• [WRITTEN TASK]:
Copy every record word for word.

• [DATA EXTRACT]:

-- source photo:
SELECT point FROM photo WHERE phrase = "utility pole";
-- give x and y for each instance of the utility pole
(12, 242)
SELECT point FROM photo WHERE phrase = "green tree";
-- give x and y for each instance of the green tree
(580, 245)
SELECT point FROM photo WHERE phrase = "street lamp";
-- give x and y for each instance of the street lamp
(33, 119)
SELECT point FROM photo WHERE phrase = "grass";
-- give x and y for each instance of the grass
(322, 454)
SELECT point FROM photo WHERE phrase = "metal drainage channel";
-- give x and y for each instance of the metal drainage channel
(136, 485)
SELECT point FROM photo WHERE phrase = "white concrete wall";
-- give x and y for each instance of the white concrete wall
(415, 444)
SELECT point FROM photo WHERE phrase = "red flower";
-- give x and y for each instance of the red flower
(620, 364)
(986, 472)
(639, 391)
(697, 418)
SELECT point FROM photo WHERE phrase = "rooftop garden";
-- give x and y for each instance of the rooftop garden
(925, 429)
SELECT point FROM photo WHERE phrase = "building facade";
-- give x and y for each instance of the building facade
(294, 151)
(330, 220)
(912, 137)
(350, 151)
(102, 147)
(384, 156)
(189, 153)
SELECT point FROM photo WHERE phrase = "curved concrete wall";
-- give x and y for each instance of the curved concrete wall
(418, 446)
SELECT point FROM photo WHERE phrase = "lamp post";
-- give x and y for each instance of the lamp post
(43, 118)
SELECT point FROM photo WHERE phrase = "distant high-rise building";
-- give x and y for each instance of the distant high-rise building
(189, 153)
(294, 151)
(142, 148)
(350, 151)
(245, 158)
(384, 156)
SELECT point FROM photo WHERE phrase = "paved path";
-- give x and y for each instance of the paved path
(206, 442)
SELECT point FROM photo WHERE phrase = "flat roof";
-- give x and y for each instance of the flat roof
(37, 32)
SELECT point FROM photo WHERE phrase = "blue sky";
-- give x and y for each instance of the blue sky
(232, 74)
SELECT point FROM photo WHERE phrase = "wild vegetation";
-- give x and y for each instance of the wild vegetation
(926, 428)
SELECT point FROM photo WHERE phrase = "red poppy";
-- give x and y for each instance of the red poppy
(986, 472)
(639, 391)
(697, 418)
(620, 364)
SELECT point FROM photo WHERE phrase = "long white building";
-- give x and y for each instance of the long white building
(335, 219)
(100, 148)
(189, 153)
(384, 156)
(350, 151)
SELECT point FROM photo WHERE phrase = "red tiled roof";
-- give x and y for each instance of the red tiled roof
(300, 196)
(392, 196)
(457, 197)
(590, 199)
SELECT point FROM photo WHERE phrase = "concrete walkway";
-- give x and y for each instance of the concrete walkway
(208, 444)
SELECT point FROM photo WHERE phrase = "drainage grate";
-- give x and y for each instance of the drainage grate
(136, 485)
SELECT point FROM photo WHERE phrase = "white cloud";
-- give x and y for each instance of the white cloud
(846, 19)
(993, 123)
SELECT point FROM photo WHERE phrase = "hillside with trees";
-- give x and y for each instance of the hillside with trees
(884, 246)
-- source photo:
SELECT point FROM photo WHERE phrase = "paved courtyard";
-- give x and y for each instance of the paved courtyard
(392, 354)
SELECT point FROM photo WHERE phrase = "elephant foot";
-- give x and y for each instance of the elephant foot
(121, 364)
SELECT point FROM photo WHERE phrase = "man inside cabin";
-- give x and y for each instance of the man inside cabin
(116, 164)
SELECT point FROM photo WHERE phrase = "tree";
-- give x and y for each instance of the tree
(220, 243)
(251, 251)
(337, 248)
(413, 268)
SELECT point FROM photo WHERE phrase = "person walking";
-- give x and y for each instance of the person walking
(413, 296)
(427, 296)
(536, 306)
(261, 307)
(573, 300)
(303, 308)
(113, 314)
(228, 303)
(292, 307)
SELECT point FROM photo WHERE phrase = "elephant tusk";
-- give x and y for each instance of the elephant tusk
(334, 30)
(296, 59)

• [FINAL RESULT]:
-- source photo:
SELECT point FROM photo WHERE phrase = "utility pole";
-- give x and y for each instance of the utility pole
(12, 242)
SELECT point FROM photo WHERE phrase = "green tree";
-- give x and y for each instance of the green tree
(580, 245)
SELECT point FROM photo WHERE phrase = "street lamp";
-- give x and y for each instance of the street lamp
(33, 119)
SELECT point FROM photo WHERE phrase = "grass";
-- give x and y for each instance of the grass
(322, 454)
SELECT point FROM photo WHERE phrase = "metal drainage channel";
-- give x and y for each instance of the metal drainage channel
(136, 485)
SELECT point FROM photo WHERE phrase = "white concrete wall";
-- give x and y for each instance of the white concrete wall
(415, 444)
SELECT point FROM photo WHERE phrase = "red flower";
-- give x and y for each instance of the red flower
(620, 364)
(986, 472)
(639, 391)
(697, 418)
SELECT point FROM photo WHERE phrase = "rooftop garden";
-- give x and y for each instance of the rooftop garden
(925, 429)
SELECT point FROM photo WHERE phrase = "building facade";
-- give x and y for each instance of the building facade
(294, 151)
(330, 220)
(912, 137)
(350, 151)
(102, 147)
(384, 156)
(189, 153)
SELECT point FROM photo WHERE phrase = "curved concrete wall";
-- give x and y for each instance of the curved concrete wall
(418, 446)
SELECT point FROM photo WHERE phrase = "lamp post";
-- give x and y for each instance of the lamp post
(43, 118)
SELECT point FROM photo WHERE phrase = "distant high-rise building";
-- give x and y for each instance of the distant high-rise building
(189, 153)
(294, 151)
(142, 148)
(350, 151)
(245, 158)
(384, 156)
SELECT point FROM photo WHERE phrase = "paved path";
-- give x and y for each instance of the paved path
(206, 442)
SELECT point FROM photo WHERE phrase = "flat roof";
-- give x and y for each instance of the flat roof
(37, 32)
SELECT point FROM photo WHERE phrase = "blue sky";
-- give x and y for each instance of the blue sky
(232, 74)
SELECT point FROM photo WHERE phrase = "wild vegetation";
-- give x and y for each instance of the wild vegetation
(926, 428)
SELECT point FROM photo WHERE phrase = "red poppy";
-- give x and y for each instance of the red poppy
(986, 472)
(639, 391)
(697, 418)
(620, 364)
SELECT point FROM photo WHERE phrase = "long white building";
-- give x and y for each instance of the long white building
(335, 219)
(100, 148)
(189, 153)
(384, 156)
(350, 151)
SELECT point FROM photo WHERE phrase = "red tiled roof";
-- give x and y for each instance of the red tiled roof
(300, 196)
(392, 196)
(457, 197)
(590, 199)
SELECT point FROM photo WHERE phrase = "concrete walkway";
-- give x and y for each instance of the concrete walkway
(208, 444)
SELECT point FROM photo WHERE phrase = "drainage grate";
-- give x and y for each instance of the drainage grate
(136, 485)
SELECT point FROM photo WHERE phrase = "white cloud";
-- give x and y for each instance of the white cloud
(846, 19)
(993, 123)
SELECT point FROM photo WHERE phrase = "hillside with trees";
-- give x and y for each instance of the hillside with trees
(884, 246)
-- source photo:
SELECT point FROM photo WHERE phrase = "paved courtyard";
-- give x and y for each instance of the paved courtyard
(392, 354)
SELECT point FROM photo WHERE phrase = "elephant foot";
-- give x and y for each instance of the elephant foot
(121, 364)
SELECT point FROM photo WHERE phrase = "man inside cabin";
-- give x and y for each instance of the man inside cabin
(116, 164)
SELECT point FROM photo WHERE phrase = "tree";
-- give x and y for each instance of the tree
(220, 243)
(251, 251)
(337, 248)
(413, 268)
SELECT point FROM photo WHERE phrase = "person walking";
-- give x and y for each instance of the person walking
(413, 296)
(427, 296)
(536, 306)
(261, 307)
(573, 300)
(303, 308)
(113, 314)
(228, 303)
(292, 307)
SELECT point FROM photo WHERE phrase = "elephant tusk";
-- give x and y for each instance of the elephant tusk
(334, 30)
(296, 59)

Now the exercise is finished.